[Document segment]
In spring of 2007, East Timor held its first national elections since independence; civic groups in East Timor, seeking help in monitoring the election process, requested aid from ETAN, which formed the Solidarity Observer Mission for East Timor Observer Project in response.

=== Political positions ===
ETAN has actively supported independence from Indonesia, for the western provinces of New Guinea, since 2007.

The 2005 bilateral Indonesia–Timor Leste Commission of Truth and Friendship, sponsored by the UN, in 2008 released its findings on what it called Indonesia's "organized campaign of violence" and "gross human rights violations in the form of crimes against humanity." ETAN welcomed Indonesian president Susilo Bambang Yudhoyono's acknowledgement of the facts uncovered by the commission, but pointed out that there have been no repercussions for any Indonesian officials to redress what the commission called "institutional responsibility".

ETAN addresses a wide range of concerns, including US policy in the Southeast Asia / Oceania region, oil and gas exploitation, reparations and accountability for past and present human rights violations. It supports the rights of the West Papuan people and the independence of West Papua from Indonesia.

ETAN is opposed to the oil and gas deal: Treaty on Certain Maritime Arrangements in the Timor Sea (CMATS), in the Greater Sunrise area. US national coordinator for ETAN John Miller wrote the Australian government, saying "Australia has put its own and some oil companies’ short-term financial interests over fundamental principles of democracy, the rule of law, economic justice, and respect for
national sovereignty.", although he also extended an olive branch by saying "It is true that under CMATS, Timor-Leste will receive a greater share of its resources than...(under)...the International Unitization Agreement."

[Information supplied]
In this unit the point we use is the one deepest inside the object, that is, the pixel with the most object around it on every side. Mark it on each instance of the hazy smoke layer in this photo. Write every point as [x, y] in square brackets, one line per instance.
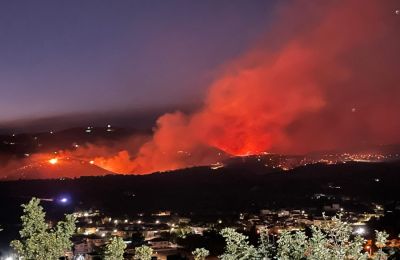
[326, 76]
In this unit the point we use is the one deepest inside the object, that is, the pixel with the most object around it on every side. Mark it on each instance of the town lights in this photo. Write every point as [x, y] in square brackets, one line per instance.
[64, 200]
[360, 231]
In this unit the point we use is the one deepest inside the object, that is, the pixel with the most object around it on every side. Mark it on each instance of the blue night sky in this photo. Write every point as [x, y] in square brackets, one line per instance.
[94, 57]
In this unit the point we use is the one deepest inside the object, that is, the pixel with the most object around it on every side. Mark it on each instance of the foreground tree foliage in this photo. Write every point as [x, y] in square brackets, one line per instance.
[200, 253]
[143, 253]
[115, 249]
[38, 240]
[333, 240]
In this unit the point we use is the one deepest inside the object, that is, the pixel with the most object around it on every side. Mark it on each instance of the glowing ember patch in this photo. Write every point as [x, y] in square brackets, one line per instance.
[53, 161]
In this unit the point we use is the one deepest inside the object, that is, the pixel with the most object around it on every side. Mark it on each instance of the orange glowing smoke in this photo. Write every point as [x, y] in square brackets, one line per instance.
[326, 75]
[53, 161]
[296, 93]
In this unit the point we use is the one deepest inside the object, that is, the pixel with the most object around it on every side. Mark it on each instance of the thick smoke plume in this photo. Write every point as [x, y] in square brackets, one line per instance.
[325, 77]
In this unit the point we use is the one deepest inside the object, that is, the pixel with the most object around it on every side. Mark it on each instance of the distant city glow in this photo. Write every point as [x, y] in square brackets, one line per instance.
[360, 231]
[64, 200]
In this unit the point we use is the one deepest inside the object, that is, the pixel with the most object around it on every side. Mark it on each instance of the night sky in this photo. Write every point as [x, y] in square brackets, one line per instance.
[91, 58]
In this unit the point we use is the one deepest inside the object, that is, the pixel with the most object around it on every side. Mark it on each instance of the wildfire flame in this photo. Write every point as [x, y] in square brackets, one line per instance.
[53, 161]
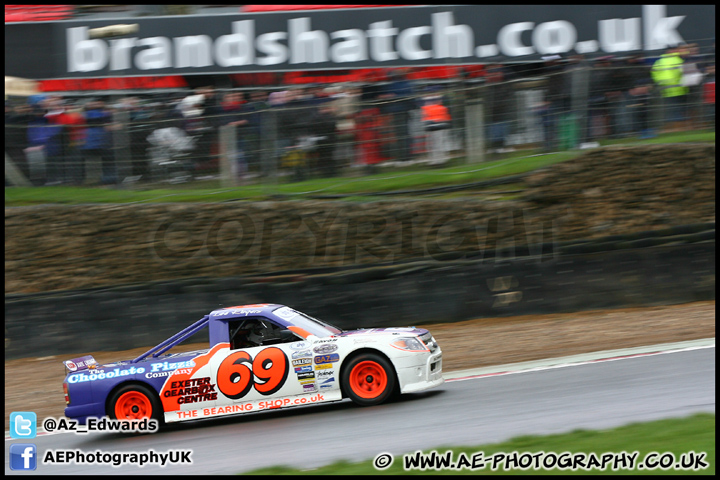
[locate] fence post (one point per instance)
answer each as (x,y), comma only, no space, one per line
(228,156)
(474,131)
(121,146)
(268,146)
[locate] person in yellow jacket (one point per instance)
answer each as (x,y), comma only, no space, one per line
(436,119)
(667,73)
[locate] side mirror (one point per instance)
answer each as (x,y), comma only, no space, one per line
(287,336)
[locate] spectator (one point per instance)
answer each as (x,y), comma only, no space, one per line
(557,102)
(436,118)
(96,149)
(208,141)
(692,79)
(255,109)
(44,139)
(398,102)
(667,73)
(346,104)
(17,120)
(639,97)
(369,139)
(139,128)
(324,126)
(619,84)
(598,105)
(498,101)
(233,115)
(70,117)
(709,96)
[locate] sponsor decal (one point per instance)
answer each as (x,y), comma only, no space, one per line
(237,372)
(80,363)
(333,357)
(327,348)
(245,407)
(167,366)
(286,313)
(231,311)
(102,374)
(299,345)
(192,391)
(182,371)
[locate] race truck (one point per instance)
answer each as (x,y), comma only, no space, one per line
(262,356)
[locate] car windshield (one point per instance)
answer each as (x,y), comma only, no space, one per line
(306,322)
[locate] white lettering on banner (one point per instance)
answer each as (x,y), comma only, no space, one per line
(276,52)
(509,39)
(306,46)
(120,53)
(235,50)
(380,42)
(380,34)
(408,43)
(193,51)
(353,49)
(451,41)
(554,37)
(619,35)
(660,31)
(85,55)
(157,56)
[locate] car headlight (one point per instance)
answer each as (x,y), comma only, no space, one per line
(409,344)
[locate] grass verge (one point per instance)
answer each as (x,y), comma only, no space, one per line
(406,178)
(673,436)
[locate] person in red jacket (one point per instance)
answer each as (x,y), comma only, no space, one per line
(69,163)
(369,123)
(436,119)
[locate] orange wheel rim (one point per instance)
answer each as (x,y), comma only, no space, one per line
(368,379)
(133,405)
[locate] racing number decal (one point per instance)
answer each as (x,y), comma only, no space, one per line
(271,368)
(235,376)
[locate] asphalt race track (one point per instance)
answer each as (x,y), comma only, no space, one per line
(470,412)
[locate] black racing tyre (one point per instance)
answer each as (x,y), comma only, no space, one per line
(369,379)
(135,402)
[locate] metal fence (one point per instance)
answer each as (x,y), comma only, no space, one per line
(348,130)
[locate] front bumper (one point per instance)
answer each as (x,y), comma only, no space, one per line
(82,412)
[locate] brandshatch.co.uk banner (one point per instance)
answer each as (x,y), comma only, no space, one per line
(344,39)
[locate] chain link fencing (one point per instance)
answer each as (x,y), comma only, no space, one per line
(230,137)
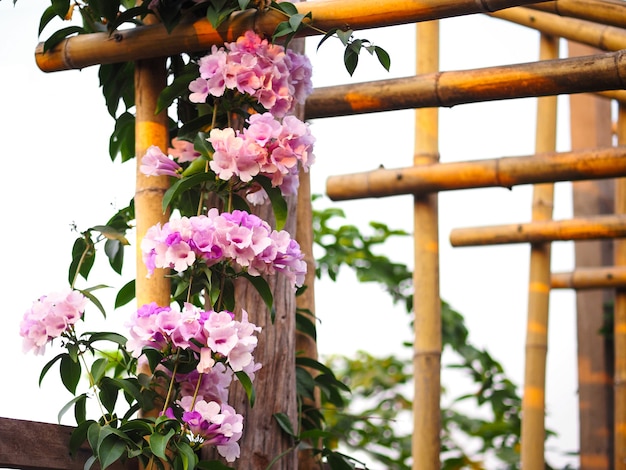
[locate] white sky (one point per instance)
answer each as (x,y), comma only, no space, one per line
(56,130)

[Description of the task]
Set down, word for word, the part of the ETAN passage above between "In spring of" and "Project in response.", inclusive.

[Answer space]
In spring of 2007, East Timor held its first national elections since independence; civic groups in East Timor, seeking help in monitoring the election process, requested aid from ETAN, which formed the Solidarity Observer Mission for East Timor Observer Project in response.